PHILADELPHIA – The marketers of Splenda have made millions by confusing consumers into thinking the yellow packets contain a natural product and not an artificial sweetener, its chief rival told a jury Tuesday in a trial that pits Splenda against its rivals in the $355 million market for sugar substitutes.
Splenda has cornered the $1.5 billion market for sugar substitutes since its 2000 debut through false advertising that implies Splenda contains sugar, the manufacturer of Equal says.
The Merisant Co., which makes Equal and NutraSweet, says Splenda is misleading customers with its tag line, "Made from sugar, so it tastes like sugar." Splenda contains no sugar and is instead sweetened with a synthetic compound through a complex chemical process.
McNeil Nutritionals counters that it uses sugar in the manufacturing process, even if it is burned off and not part of the final product. American consumers prefer Splenda because it tastes better and is easier to bake with, their lawyer said.
"Now, in 2007, Merisant wants to blame its misfortunes on false advertising," lawyer Steven Zalesin said in opening remarks in U.S. District Court.
Chicago-based Merisant sued McNeil over the advertising claims in 2004, saying that McNeil made at least $183 million in unfair profits since 2003 and that Merisant lost $25 million in sales of its products. The trial is expected to last up to three weeks.
Merisant charges that McNeil misled consumers into thinking that Splenda contained only natural ingredients, and that it was safer and healthier than other artificial sweeteners. McNeil repeatedly evaded questions about whether Splenda is "natural," a Merisant lawyer said.
"McNeil documents show that they knew consumers were confused and they didn't do anything to stop it," Merisant lawyer Gregg LoCascio said.
McNeil initially marketed Splenda with the slogan, "Made from sugar, so it tastes like sugar. But it's not sugar." After disappointing results, the company dropped the last sentence and sales started climbing, LoCascio said.
Splenda is now used in more than 4,000 food and drink products, from Diet Coke to Juicy Fruit gum. And Splenda had 60 percent of the more than $355 million in sales to consumers last year, according to the research firm Information Resources Inc.

▸ **Data excerpts**
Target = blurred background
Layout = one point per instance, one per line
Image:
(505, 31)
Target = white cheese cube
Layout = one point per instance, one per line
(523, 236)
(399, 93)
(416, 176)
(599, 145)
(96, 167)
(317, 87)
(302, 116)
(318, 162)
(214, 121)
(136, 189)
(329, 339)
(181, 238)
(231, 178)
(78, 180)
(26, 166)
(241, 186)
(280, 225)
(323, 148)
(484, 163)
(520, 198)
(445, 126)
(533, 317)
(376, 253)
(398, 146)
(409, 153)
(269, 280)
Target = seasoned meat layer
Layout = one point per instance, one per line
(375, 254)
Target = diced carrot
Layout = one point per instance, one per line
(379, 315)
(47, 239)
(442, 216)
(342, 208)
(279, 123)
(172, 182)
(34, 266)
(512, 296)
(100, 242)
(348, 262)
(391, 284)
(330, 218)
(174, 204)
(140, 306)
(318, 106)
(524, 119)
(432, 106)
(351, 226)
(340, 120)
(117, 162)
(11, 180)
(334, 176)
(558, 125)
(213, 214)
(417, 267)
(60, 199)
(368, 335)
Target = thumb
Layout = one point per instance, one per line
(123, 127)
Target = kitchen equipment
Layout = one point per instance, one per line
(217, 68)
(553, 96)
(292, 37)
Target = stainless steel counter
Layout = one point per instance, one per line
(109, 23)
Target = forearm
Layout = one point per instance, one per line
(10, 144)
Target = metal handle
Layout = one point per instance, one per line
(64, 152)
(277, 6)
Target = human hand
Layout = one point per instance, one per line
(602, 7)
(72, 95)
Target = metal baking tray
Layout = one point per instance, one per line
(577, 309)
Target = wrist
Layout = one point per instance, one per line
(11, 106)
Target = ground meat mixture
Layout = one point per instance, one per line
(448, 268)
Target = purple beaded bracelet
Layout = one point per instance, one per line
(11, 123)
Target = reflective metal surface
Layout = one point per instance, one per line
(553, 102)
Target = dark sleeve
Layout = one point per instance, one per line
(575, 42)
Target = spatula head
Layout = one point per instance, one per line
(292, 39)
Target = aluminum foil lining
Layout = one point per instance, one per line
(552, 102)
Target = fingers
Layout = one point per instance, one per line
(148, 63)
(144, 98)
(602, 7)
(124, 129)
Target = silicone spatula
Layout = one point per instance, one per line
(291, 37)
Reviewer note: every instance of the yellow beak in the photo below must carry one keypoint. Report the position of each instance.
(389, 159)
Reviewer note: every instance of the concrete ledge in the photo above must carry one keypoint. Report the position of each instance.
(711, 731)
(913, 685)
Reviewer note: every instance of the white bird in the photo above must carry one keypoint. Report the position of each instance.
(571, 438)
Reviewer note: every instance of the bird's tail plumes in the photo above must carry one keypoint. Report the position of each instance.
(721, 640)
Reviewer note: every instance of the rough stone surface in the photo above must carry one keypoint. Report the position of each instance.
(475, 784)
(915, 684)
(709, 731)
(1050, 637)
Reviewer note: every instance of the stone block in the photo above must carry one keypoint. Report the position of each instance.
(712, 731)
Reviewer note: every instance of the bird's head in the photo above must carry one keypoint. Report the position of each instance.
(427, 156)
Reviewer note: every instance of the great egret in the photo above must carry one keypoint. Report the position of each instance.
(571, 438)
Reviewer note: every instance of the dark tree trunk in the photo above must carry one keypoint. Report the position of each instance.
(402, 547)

▸ **Required action**
Proceed with the news report on the Splenda advertising trial, picking up after its last sentence.

▸ **Exercise output**
Equal and Sweet'N Low each held about 14 percent of the consumer market, and their sales were falling.
Zalesin defended the language used in Splenda's ads, saying no sugar substitute markets itself as an "artificial sweetener." Instead, marketers use what he called "code" language, such as the term "no-calorie sweetener."
Neither Equal, which comes in blue packets and is made with aspartame, nor Sweet'N Low, in the pink packets and made with saccharin, comes from sugar, he said.
U.S. District Judge Gene E.K. Pratter's courtroom on Tuesday was packed with law clerks and young attorneys who turned out to see the global business brawl.
McNeil, which is based in Fort Washington and is a unit of Johnson & Johnson, markets Splenda for its manufacturer, London-based Tate & Lyle PLC. It is also defending its Splenda advertising claims in a separate lawsuit filed by the Sugar Association, a group of U.S. sugar manufacturers.
A federal court trial in that case is scheduled for November in Los Angeles. A federal judge in Delaware last year threw out McNeil's countersuit against the association, saying the California court should have jurisdiction because the two complaints shared the same fundamental question: whether Splenda is safe and healthy.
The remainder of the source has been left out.